_ENTRIES PROVIDED_
Segment Open
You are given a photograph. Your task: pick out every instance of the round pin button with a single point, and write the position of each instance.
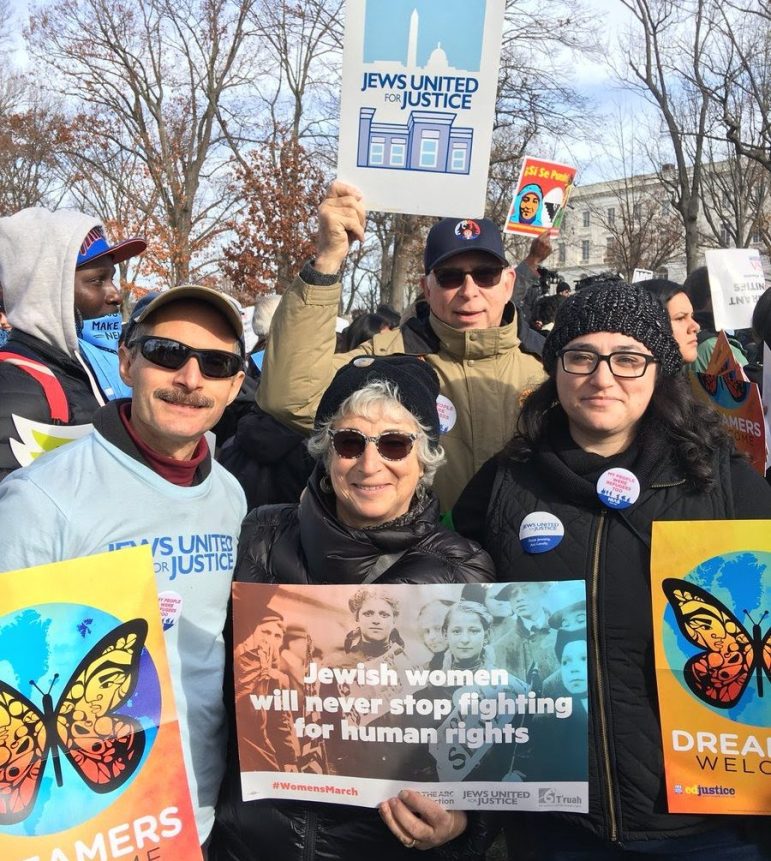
(618, 488)
(540, 531)
(448, 415)
(170, 605)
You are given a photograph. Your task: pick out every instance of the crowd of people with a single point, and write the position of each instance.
(331, 460)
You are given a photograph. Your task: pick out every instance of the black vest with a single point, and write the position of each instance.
(610, 550)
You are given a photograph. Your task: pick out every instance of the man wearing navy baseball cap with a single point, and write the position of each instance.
(466, 327)
(60, 363)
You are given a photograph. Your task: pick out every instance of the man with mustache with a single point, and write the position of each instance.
(146, 476)
(465, 327)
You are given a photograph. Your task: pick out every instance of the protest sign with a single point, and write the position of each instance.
(90, 754)
(641, 275)
(417, 103)
(540, 198)
(767, 400)
(348, 694)
(741, 409)
(736, 282)
(710, 581)
(723, 361)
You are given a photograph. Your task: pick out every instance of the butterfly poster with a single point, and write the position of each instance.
(90, 755)
(711, 587)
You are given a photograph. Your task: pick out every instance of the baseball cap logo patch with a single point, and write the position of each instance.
(467, 229)
(91, 237)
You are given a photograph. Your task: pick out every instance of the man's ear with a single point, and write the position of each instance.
(125, 364)
(510, 274)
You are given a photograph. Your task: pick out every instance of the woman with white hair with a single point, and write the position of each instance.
(366, 516)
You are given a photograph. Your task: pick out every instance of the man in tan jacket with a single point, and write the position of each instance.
(467, 329)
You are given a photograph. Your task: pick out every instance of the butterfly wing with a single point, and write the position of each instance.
(102, 745)
(23, 749)
(719, 674)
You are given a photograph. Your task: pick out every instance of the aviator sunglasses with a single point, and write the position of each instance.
(170, 354)
(483, 276)
(391, 445)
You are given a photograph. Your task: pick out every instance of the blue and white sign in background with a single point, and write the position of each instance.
(417, 103)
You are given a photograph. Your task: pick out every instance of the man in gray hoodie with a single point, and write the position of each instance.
(57, 270)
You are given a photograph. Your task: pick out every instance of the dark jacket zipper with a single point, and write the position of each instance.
(598, 675)
(309, 844)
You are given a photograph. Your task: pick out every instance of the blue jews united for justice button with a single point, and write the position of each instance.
(540, 532)
(618, 488)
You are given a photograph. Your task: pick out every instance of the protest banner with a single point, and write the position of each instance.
(741, 409)
(417, 103)
(736, 282)
(710, 582)
(381, 688)
(540, 198)
(90, 756)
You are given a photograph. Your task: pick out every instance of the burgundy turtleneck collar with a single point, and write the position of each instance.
(179, 472)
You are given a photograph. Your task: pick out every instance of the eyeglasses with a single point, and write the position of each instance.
(484, 276)
(218, 364)
(621, 364)
(391, 445)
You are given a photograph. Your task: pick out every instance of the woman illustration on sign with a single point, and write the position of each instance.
(528, 206)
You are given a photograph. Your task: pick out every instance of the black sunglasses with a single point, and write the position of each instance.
(484, 276)
(391, 445)
(167, 353)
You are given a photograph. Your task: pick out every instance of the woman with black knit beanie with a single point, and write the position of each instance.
(615, 411)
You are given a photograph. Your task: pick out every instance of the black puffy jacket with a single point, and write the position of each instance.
(22, 396)
(611, 551)
(307, 544)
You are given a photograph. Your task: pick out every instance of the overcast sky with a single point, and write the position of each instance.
(590, 78)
Segment Closed
_WORK INSTRUCTIONS_
Each line of the records above must be repeated exactly, but no picture belongs in the copy.

_RESULT FOR THIS EXERCISE_
You are given a photograph. Your task: pick out every instance of the round pin button with a single point, and write the position of each instance.
(618, 488)
(540, 531)
(448, 415)
(170, 605)
You are given a photograph. Your task: pick out every instance of the crowd of people with a single point, and write the position of each instance.
(331, 460)
You are given a photograph. Your task: pick out every instance of the black vest with a single point, and write the position of each instance.
(610, 550)
You are given a photograph. Your task: pick out every instance of the man wearing navy baseball cap with a single point, and write the position of each instance.
(466, 327)
(60, 363)
You are given a photograph. Your task: pick out every instance of the man with mustache with a single point, and write the position of each instance.
(146, 476)
(465, 327)
You are given a photograph. Your task: pick out every instance of the protest sign with a single point, and write the position of each instance.
(90, 754)
(641, 275)
(417, 103)
(540, 198)
(767, 400)
(348, 694)
(741, 409)
(736, 282)
(710, 581)
(723, 361)
You are given a photograph. Your task: pick out every instance of the butterfly poster with a single point, and write the position of each instance.
(90, 755)
(711, 587)
You are given a photograph. Your task: pick out every instance of the baseball cap logo patch with a single point, and write the position of each instance.
(467, 229)
(91, 237)
You are given a photograph. Your task: pick out every instance of the man's ear with a single point, and write the position of each instance.
(125, 364)
(510, 274)
You are given a photograph. Your task: pick out every instance of the woman with white hair with a single point, and write the position of each instance.
(366, 516)
You are given a photograph. Your task: pick out every instance of the man in tan jacket with a single point, and write the position of each instance.
(467, 329)
You are given a photograph. Your task: pick out every instance of the butterfly wing with a single point, and write the position of each instance.
(102, 745)
(23, 749)
(719, 674)
You are given a photograph. Your task: pick out every instance of the aviator sunglasses with a single point, and write the position of each instance.
(170, 354)
(483, 276)
(391, 445)
You are given a photograph. Your task: pick out every instance of the blue and white sign in background with a single point, and write the position of each instance.
(417, 103)
You are given a photograph. Your task: pick out every instance of the man in gray hoodie with a single point, and write the position of each instance.
(57, 270)
You are given a photograph. Your task: pick out every instance of the dark jacket zipper with a single point, and write the position of each instance.
(598, 675)
(309, 844)
You are given a photograph. Your task: pick out every instance of the blue jews united for justice button with a single point, and write the position of each instance.
(540, 532)
(618, 488)
You are given a photograph. Your task: pick out every instance of the protest banner with a single point, and write the position of each instance.
(741, 409)
(417, 103)
(736, 282)
(710, 582)
(381, 688)
(540, 198)
(90, 756)
You are given a photograph. Your task: pick out every instance of the burgundy turtleneck collar with a single point, and write the position of each instance.
(179, 472)
You are given a photograph. Your task: pick out every instance of the eyeglasses with a single point, and write the position of each instance.
(484, 276)
(218, 364)
(621, 364)
(391, 445)
You are given a photograph. Your task: pick out every instance of the woman illustration on sign with a single point, and write the position of each instance.
(528, 206)
You are given a photograph. Your task: pick out every instance of the black sunglasses with a single point, and write the position of each instance.
(484, 276)
(391, 445)
(167, 353)
You are given a photograph. Your task: pick out every instance of the woman with black knit beanie with a single point, and write the position of each instance.
(615, 411)
You are given a photograph. Your task: pick out every instance of the black puffy jacket with a single point, and write the position of each instance.
(22, 396)
(611, 551)
(307, 544)
You are given a photograph. Your task: pick out every instance of the overcast sky with a single point, and write the position of each instance.
(590, 78)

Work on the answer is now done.